-- begin PROVIDED DATA --

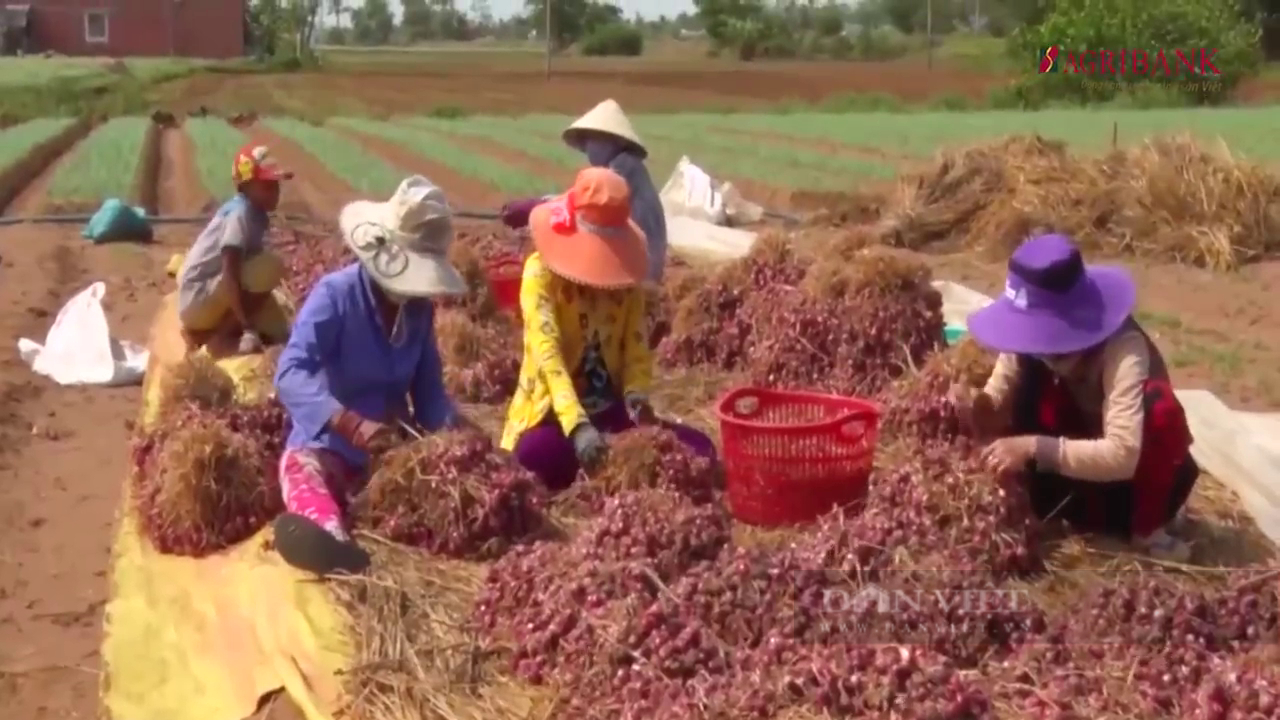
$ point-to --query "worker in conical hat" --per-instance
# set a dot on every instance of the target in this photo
(588, 367)
(606, 136)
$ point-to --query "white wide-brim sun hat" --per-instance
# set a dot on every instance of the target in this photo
(403, 242)
(608, 118)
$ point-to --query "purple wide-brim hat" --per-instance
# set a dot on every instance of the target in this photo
(1054, 304)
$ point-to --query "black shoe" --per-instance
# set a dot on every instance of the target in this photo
(306, 546)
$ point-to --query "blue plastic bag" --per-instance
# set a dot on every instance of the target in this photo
(117, 220)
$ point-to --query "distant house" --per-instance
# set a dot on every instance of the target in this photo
(129, 28)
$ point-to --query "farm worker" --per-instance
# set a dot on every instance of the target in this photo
(606, 136)
(1080, 397)
(362, 341)
(588, 364)
(228, 274)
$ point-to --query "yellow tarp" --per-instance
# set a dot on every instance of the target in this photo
(205, 639)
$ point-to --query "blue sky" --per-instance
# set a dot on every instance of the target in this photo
(648, 8)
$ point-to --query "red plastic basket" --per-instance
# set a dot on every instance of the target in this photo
(503, 277)
(792, 456)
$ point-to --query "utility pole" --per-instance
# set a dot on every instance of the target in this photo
(548, 32)
(928, 32)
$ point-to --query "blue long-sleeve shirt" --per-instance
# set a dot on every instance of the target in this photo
(339, 356)
(645, 208)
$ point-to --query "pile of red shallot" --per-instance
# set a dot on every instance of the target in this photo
(848, 328)
(205, 478)
(935, 600)
(929, 602)
(452, 493)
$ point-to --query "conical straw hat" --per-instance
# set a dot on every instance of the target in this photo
(607, 117)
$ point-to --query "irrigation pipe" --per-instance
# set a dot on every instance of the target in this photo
(201, 219)
(183, 219)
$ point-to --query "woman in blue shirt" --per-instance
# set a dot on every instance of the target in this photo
(362, 343)
(606, 136)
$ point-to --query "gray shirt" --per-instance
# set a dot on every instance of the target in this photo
(236, 224)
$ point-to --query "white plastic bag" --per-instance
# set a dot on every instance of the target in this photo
(80, 347)
(690, 192)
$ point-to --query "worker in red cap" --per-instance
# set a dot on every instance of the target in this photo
(228, 274)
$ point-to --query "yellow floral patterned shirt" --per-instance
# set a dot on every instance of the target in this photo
(585, 349)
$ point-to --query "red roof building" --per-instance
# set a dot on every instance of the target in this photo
(131, 28)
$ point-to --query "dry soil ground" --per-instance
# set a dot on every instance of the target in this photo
(63, 451)
(517, 86)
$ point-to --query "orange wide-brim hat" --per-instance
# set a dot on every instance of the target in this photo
(586, 236)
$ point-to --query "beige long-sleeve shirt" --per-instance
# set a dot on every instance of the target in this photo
(1109, 383)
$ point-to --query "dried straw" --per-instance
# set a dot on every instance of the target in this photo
(1168, 199)
(196, 381)
(416, 659)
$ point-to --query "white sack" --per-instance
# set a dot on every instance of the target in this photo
(690, 192)
(80, 347)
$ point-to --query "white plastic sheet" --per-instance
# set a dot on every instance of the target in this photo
(690, 192)
(80, 349)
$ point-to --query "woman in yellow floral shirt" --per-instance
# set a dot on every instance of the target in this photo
(588, 365)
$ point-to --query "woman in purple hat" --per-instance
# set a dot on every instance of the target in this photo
(1080, 399)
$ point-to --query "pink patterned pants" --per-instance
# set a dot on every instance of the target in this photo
(318, 484)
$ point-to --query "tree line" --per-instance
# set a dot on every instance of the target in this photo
(872, 30)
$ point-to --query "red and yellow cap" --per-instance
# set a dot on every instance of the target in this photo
(255, 162)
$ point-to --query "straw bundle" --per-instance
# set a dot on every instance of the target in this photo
(1168, 199)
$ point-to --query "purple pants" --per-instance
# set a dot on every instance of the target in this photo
(544, 450)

-- end PROVIDED DATA --

WORK TO DO:
Copy out, word for word, everything from the start of the material down to the line containing "(1054, 304)", with both ends included. Leave the pictures out.

EXPECTED ANSWER:
$ point-to --query "worker in conical hat" --per-instance
# set a dot on every instance of the target in this photo
(588, 367)
(606, 136)
$ point-to --query "white wide-brim sun hat" --per-instance
# set a dot on every instance of the target in this photo
(403, 242)
(608, 118)
$ point-to --query "purple wide-brim hat" --per-instance
# set a dot on every instance of the target in this photo
(1054, 304)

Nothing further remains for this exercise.